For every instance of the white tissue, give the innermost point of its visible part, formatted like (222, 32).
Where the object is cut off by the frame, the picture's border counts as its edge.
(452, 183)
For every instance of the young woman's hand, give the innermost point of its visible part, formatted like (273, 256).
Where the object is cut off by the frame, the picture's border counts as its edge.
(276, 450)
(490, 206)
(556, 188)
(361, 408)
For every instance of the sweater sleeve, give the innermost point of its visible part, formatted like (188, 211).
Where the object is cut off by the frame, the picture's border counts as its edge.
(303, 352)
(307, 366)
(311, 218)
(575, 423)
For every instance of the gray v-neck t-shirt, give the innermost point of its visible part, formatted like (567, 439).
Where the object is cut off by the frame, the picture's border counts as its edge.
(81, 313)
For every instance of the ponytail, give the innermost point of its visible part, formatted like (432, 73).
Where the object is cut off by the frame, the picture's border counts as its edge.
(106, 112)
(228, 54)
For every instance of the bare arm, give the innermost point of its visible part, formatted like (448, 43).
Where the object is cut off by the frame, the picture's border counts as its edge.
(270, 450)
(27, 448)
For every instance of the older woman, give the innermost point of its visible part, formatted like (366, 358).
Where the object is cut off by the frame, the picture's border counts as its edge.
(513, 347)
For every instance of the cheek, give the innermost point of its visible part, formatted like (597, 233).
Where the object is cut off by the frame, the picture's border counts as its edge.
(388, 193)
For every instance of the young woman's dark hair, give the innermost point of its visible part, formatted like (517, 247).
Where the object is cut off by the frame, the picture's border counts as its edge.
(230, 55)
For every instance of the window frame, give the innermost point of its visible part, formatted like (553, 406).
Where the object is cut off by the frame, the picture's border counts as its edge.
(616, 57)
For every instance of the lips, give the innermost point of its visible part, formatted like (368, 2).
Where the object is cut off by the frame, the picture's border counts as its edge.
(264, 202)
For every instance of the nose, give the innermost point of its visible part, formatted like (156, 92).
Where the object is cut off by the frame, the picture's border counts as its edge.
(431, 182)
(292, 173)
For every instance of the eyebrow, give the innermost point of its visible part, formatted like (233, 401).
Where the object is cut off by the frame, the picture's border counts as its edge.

------------------------------------------------

-- Your assignment --
Output the data above in full and exactly.

-- Solution for this exercise --
For every instance of the white tissue, give the innermost point of its visible part, formatted like (222, 32).
Where the object is cut off by the frame, the picture's border counts as its edge.
(452, 183)
For every instance of the young woman's hand, give the innermost point of its visible part, formatted like (273, 256).
Where the object is cut off by the frame, the picture's border counts as its edge.
(276, 450)
(490, 206)
(556, 188)
(361, 408)
For every instance of the sweater sleeve, give the innermost point of its visible part, formatted like (188, 211).
Where the object is cut off by the frame, the picture's border counts as its edge.
(303, 352)
(307, 366)
(311, 218)
(575, 423)
For every instance of the gray v-neck t-shirt, give the innermost point of its visible part, formatted like (567, 439).
Where the object is cut off by the frame, the picture's border counts as its edge.
(81, 313)
For every instance of the ponytail, give the innermost point of its visible part, formatted like (432, 73).
Where the object is cut off by the frame, the picture's border counts as its edge.
(106, 112)
(228, 54)
For every instance of the bare arm, give the innermost point of its visible part, formatted like (448, 43).
Where the object is cut off by the frame, the picture's border counts as its edge.
(270, 450)
(27, 448)
For every instance of the older woman, give the innermost point of its visible part, formatted like (366, 358).
Where the object is cut off by the frame, the picture's border counts as its edge.
(513, 347)
For every instance of the cheek, give the innermost point of its visible part, formatted like (597, 233).
Where the object is cut off by the frame, the picture's border counts as its edge.
(388, 193)
For every instance of the young woman's dark hair, give the innermost point of its visible part, formatted like (517, 247).
Where the object is cut off by the frame, the picture's border counts as its edge.
(230, 55)
For every instance of the window frame, give the innermost point of its visible part, formatted like (553, 406).
Where the object is cut off by the frame, the picture's border counts as its edge.
(616, 57)
For every instance of the lips, give the innermost point of its visible part, formatted like (368, 2).
Where the object is cut off by the frame, the picture's border counts as its edge.
(264, 202)
For every instance of the nose, give the innermost point of its visible part, formatted like (156, 92).
Where the object is cut off by the frame, the picture's border counts as its edge.
(431, 182)
(292, 173)
For every instance of the eyebrow, give the innermost point of its visible part, formatted like (233, 401).
Where the object is cut off by the frame, the picture's border counts as its edge.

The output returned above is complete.